- [PROBLEM TO SOLVE] Go through the data below line by line and count those containing the word "every". Reply with the count only.

Saved entries
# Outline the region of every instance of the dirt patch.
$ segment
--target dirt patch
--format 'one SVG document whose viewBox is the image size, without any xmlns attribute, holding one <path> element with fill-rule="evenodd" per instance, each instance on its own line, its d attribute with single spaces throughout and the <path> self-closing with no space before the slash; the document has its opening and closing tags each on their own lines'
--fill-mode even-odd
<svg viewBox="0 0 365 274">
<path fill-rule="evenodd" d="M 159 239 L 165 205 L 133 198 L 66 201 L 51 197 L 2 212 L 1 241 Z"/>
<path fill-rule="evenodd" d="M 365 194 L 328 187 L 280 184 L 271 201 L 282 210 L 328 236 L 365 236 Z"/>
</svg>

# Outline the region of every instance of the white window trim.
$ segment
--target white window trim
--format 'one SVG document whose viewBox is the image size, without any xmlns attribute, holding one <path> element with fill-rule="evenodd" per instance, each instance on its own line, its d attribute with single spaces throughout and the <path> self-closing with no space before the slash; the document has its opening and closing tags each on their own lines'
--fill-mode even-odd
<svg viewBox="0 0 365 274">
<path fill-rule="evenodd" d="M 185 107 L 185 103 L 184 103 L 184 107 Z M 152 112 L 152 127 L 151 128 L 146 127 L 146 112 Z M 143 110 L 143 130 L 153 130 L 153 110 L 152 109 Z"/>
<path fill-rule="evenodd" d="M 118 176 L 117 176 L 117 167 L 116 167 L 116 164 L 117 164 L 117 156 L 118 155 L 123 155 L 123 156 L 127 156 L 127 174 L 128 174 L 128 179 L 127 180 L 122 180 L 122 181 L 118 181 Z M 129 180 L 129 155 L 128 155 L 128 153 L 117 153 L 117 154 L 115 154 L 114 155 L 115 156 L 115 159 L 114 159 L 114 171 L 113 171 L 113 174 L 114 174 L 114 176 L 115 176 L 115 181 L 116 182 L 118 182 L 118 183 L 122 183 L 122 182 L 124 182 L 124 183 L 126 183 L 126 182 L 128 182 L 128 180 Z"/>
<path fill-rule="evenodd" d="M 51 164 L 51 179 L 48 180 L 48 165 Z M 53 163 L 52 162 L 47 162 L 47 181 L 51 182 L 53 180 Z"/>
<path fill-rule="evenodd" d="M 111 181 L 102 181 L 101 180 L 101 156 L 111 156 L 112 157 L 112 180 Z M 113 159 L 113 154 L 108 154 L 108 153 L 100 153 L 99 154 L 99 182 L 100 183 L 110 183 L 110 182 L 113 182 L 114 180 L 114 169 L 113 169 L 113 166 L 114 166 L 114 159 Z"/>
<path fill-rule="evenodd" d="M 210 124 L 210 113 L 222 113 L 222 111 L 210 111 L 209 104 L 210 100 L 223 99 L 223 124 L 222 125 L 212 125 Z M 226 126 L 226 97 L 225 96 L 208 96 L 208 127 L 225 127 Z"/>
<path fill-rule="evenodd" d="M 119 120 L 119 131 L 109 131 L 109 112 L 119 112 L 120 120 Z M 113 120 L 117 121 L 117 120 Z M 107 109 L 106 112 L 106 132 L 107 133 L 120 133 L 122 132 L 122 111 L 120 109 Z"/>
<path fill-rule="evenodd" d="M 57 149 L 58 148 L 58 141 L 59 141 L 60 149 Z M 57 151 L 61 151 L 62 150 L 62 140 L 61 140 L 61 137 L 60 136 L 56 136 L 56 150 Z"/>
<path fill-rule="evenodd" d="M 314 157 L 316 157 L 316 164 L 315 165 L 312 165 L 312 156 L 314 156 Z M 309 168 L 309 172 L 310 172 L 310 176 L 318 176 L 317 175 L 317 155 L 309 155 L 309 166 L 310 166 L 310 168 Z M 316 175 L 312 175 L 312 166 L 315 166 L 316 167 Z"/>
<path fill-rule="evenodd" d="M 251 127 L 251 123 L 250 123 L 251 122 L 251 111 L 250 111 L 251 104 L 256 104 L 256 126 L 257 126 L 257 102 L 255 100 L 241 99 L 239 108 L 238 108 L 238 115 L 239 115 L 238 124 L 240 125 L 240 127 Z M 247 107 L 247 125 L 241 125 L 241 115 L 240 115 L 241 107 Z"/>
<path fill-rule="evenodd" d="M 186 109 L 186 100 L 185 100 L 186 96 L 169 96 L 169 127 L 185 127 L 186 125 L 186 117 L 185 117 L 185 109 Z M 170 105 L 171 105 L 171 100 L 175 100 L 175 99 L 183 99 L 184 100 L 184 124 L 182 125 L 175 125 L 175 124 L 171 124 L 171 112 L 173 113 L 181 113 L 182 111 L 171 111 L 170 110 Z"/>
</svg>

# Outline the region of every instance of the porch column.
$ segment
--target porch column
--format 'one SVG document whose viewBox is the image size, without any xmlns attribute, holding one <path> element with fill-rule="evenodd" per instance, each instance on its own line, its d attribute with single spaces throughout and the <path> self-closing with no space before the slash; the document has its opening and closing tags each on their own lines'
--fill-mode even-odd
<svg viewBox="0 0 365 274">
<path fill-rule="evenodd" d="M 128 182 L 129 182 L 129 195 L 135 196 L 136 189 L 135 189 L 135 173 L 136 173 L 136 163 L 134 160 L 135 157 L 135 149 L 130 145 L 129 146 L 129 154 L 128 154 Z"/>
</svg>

- [REPLY] 3